Referring expression data

______

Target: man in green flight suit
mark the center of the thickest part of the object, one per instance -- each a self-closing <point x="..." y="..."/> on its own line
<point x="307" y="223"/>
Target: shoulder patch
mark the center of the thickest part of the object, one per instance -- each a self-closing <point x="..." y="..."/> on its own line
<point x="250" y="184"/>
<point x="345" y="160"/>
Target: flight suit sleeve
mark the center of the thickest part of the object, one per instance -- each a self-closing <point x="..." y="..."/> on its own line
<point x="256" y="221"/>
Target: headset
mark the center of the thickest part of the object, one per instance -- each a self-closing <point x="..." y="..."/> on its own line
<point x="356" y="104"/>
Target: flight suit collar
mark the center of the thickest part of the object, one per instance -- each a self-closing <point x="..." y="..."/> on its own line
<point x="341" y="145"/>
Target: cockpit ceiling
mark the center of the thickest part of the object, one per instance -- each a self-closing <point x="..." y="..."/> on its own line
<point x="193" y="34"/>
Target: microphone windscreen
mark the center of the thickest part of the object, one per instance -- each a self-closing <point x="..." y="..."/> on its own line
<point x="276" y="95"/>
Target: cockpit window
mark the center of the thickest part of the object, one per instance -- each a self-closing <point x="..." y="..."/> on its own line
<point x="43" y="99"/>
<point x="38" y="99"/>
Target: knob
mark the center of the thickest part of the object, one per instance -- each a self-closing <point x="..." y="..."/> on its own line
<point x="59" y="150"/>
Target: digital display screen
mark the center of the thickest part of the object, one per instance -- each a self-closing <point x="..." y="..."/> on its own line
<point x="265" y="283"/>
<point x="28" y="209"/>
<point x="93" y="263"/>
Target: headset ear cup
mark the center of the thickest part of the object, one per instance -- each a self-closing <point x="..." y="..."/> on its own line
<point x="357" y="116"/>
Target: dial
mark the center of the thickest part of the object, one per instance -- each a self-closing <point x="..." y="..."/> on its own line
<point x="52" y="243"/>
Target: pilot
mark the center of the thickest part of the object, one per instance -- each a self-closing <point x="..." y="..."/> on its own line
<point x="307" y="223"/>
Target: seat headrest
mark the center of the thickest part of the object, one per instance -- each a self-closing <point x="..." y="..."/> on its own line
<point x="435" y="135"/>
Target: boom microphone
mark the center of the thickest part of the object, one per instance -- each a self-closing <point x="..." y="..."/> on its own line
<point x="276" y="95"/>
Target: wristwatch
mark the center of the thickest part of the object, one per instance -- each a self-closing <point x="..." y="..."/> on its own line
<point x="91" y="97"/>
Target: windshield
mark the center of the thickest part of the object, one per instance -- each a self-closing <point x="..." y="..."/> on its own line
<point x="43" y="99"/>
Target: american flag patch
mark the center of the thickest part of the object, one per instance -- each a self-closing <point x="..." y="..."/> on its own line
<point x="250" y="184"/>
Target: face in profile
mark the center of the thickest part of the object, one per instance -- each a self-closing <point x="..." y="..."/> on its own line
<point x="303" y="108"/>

______

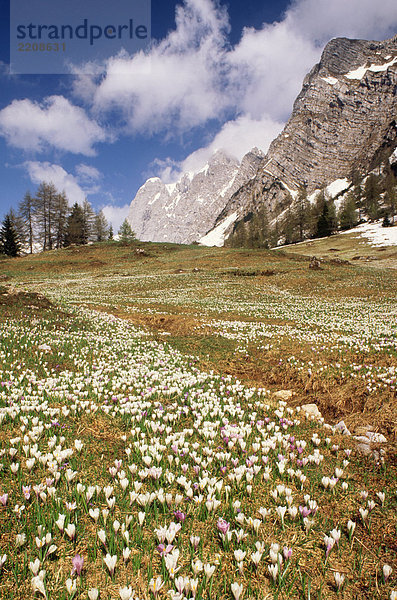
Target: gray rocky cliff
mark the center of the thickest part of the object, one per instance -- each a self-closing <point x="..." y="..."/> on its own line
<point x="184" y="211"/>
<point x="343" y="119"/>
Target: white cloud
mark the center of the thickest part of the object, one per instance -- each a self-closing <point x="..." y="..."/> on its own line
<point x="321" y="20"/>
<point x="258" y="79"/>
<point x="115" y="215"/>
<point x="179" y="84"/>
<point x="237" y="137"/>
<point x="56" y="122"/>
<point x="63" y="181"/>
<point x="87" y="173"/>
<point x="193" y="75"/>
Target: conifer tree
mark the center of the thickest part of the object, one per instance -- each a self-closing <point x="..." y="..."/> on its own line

______

## Task goal
Pull every line containing "cockpit" out of the data above.

## Task solution
Target: cockpit ceiling
Target: cockpit window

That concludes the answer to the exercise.